[Dataset items]
=======
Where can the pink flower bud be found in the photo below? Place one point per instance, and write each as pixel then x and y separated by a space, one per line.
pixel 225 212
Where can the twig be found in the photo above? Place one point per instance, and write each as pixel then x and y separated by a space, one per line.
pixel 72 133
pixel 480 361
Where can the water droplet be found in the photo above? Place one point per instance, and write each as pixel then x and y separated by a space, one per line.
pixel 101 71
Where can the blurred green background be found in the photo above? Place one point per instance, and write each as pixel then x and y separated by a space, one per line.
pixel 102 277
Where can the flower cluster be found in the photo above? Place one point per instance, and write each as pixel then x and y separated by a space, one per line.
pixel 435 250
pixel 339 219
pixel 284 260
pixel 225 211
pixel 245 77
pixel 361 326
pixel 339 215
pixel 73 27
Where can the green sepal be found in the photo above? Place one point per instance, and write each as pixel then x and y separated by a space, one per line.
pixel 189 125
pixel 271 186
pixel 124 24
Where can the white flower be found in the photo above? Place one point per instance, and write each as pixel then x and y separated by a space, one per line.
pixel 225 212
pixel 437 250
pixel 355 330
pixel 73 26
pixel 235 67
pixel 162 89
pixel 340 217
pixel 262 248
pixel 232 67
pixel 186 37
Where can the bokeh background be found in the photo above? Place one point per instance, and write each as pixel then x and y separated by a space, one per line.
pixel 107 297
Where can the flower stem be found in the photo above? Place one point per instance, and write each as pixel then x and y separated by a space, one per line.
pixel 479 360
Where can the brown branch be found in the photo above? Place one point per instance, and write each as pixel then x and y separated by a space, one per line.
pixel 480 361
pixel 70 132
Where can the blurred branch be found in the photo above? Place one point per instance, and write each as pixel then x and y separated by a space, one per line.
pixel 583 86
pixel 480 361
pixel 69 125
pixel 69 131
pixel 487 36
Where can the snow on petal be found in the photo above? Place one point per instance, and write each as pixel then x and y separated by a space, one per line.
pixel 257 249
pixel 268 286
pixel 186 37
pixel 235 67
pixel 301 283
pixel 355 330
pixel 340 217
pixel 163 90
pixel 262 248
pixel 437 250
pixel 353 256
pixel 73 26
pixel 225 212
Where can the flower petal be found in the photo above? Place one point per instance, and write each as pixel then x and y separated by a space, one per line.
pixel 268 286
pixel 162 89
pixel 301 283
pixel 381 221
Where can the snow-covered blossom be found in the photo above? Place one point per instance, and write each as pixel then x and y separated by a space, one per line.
=======
### Directions for this task
I'd like the records returned exactly as they were written, please.

### Result
Where can the pink flower bud be found in the photo below? Place one point per instance, and write each as pixel then x and y separated by a space, one per line.
pixel 225 212
Where can the twig be found in the photo above? Place one point per instance, and write each as pixel then x and y separated by a space, one per line.
pixel 72 133
pixel 480 361
Where can the water droplet be found in the photo above? Place one point per instance, and write each as pixel then x and y separated by a space, one per line.
pixel 101 71
Where can the blurred green background be found in the photo above? Place one point per instance, and write each as pixel then x and y separated by a space, one per line.
pixel 102 277
Where can the flower cluster be found in the photo above? Place one point per instance, and write each as pixel then x and y separated by a space, one per line.
pixel 435 250
pixel 339 219
pixel 284 260
pixel 225 211
pixel 245 77
pixel 361 326
pixel 339 215
pixel 73 27
Where can the green sepal be found in the photo above? Place one point per instance, and write each as pixel then x and y separated by a space, one per line.
pixel 189 125
pixel 271 186
pixel 124 24
Where can the white flower be found in the photo above? Place one point per instance, and write each as pixel then x and y separated by a space, one per line.
pixel 225 212
pixel 437 250
pixel 355 330
pixel 73 26
pixel 235 67
pixel 162 89
pixel 340 217
pixel 262 248
pixel 232 67
pixel 186 37
Where can the bokeh background be found in the photo above? Place one point per instance, and write each as pixel then x and y separated by a space, one per line.
pixel 107 297
Where can the flower stem be found in the photo above? Place one point per instance, and write each as pixel then x and y separated by a space, one per line.
pixel 479 360
Where can the brown branch be found in the photo above? Place one point per instance, and write each as pixel then x and y separated by a space, one per line.
pixel 480 361
pixel 70 132
Where can the blurred branch be found in the photo above? Place one point per instance, and write each as pixel then x and y separated by a space, one per line.
pixel 583 86
pixel 480 361
pixel 69 125
pixel 69 131
pixel 487 36
Where can the snow on petal be found in the photo above? Place one point per instance, and write each as pixel then x and y separated by a space, one per line.
pixel 257 249
pixel 268 286
pixel 186 37
pixel 235 67
pixel 301 283
pixel 355 330
pixel 340 217
pixel 163 90
pixel 262 248
pixel 437 250
pixel 353 256
pixel 73 26
pixel 225 212
Where can the flower petal be found in the photo above? Place one point per instance, and write each as pixel then x and y separated by a space, one per line.
pixel 268 286
pixel 162 89
pixel 301 283
pixel 381 221
Where can the snow-covered blossom be found in the photo above? Place one point per instance, and write each as pixel then x and y separated by a space, one per line.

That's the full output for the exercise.